### What is being asked
Please reproduce the records from their start up to and including the line with "x=218 y=201", requests included, multiplying every point coordinate in the answers by 2.45 and rounding to whole numbers, with halves rounded up. Leave the requests and their sample coordinates unchanged, omit the pictures, and give only these lines.
>> Start Records
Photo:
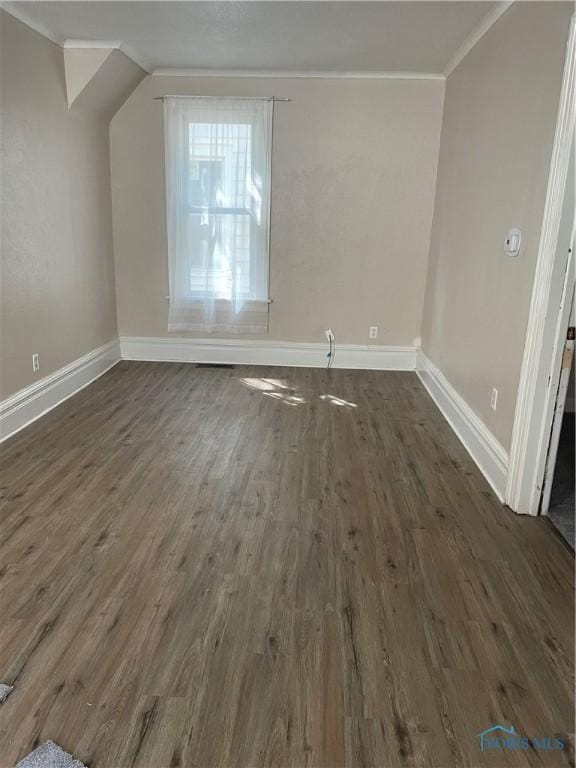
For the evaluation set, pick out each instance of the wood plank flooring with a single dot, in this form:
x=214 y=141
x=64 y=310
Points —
x=258 y=567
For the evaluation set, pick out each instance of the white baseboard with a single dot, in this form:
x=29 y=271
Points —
x=264 y=352
x=27 y=405
x=490 y=457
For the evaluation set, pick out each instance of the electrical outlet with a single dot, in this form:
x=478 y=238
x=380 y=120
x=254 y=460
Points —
x=494 y=399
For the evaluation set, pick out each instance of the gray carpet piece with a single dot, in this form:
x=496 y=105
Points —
x=5 y=691
x=49 y=755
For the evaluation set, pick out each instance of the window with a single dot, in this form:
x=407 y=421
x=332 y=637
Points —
x=217 y=193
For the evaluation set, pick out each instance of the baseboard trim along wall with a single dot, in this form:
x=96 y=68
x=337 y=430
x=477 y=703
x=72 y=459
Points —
x=489 y=455
x=264 y=352
x=27 y=405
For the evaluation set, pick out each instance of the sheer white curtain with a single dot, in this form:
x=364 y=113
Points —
x=218 y=201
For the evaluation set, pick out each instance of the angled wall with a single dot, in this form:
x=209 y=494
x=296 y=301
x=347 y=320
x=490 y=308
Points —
x=57 y=287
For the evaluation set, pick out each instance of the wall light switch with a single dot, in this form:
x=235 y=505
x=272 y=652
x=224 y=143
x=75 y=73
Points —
x=512 y=242
x=494 y=399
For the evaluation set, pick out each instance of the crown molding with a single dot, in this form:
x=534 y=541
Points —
x=477 y=34
x=71 y=43
x=247 y=73
x=18 y=12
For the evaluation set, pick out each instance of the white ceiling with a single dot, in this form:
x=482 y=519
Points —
x=306 y=36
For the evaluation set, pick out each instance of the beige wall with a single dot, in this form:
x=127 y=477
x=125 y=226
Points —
x=354 y=171
x=57 y=268
x=498 y=127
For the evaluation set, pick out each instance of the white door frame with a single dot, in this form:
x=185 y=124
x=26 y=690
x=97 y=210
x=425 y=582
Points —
x=535 y=400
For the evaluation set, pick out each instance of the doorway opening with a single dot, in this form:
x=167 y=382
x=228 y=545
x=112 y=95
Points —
x=559 y=490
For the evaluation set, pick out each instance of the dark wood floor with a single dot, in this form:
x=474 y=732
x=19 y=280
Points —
x=272 y=567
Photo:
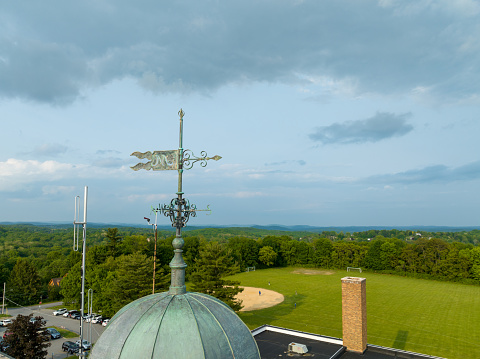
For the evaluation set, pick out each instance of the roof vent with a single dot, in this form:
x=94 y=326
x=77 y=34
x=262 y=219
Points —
x=297 y=348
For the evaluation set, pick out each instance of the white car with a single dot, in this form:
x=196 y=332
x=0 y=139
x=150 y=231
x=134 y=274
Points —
x=5 y=322
x=97 y=319
x=60 y=311
x=86 y=344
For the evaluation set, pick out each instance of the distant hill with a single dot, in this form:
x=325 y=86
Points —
x=272 y=227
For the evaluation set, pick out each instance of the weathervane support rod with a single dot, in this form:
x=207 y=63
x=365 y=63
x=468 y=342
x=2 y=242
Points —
x=179 y=210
>> End Records
### Finished exercise
Photo:
For the evaluation set, pick out each instance of the wood plank flooring with a single dot, in this form:
x=214 y=141
x=64 y=310
Points —
x=632 y=1389
For the evaluation set, pick out each instance of the white baseboard with a single dot, in this form:
x=29 y=271
Points —
x=647 y=862
x=66 y=992
x=1201 y=1120
For the evaluation set, pick out each instance of the electrical outlet with a single dot, in this form:
x=478 y=238
x=380 y=120
x=254 y=460
Points —
x=1210 y=978
For the evaluation set, pick out each instance of the gray carpet piece with a single dot, in this form:
x=496 y=105
Points —
x=12 y=1693
x=120 y=1850
For the evaluation set, pick out each instance of the window with a single dot, in this form:
x=407 y=421
x=332 y=637
Points —
x=532 y=473
For the evaluation set, pick out each instance of the baseboard trim along wall with a single dot, in this form:
x=96 y=68
x=337 y=430
x=477 y=703
x=72 y=459
Points —
x=1198 y=1115
x=647 y=862
x=66 y=992
For the evaluation set, pick out each instance of the sheer white curtain with a single dot, in this form:
x=364 y=113
Points —
x=534 y=492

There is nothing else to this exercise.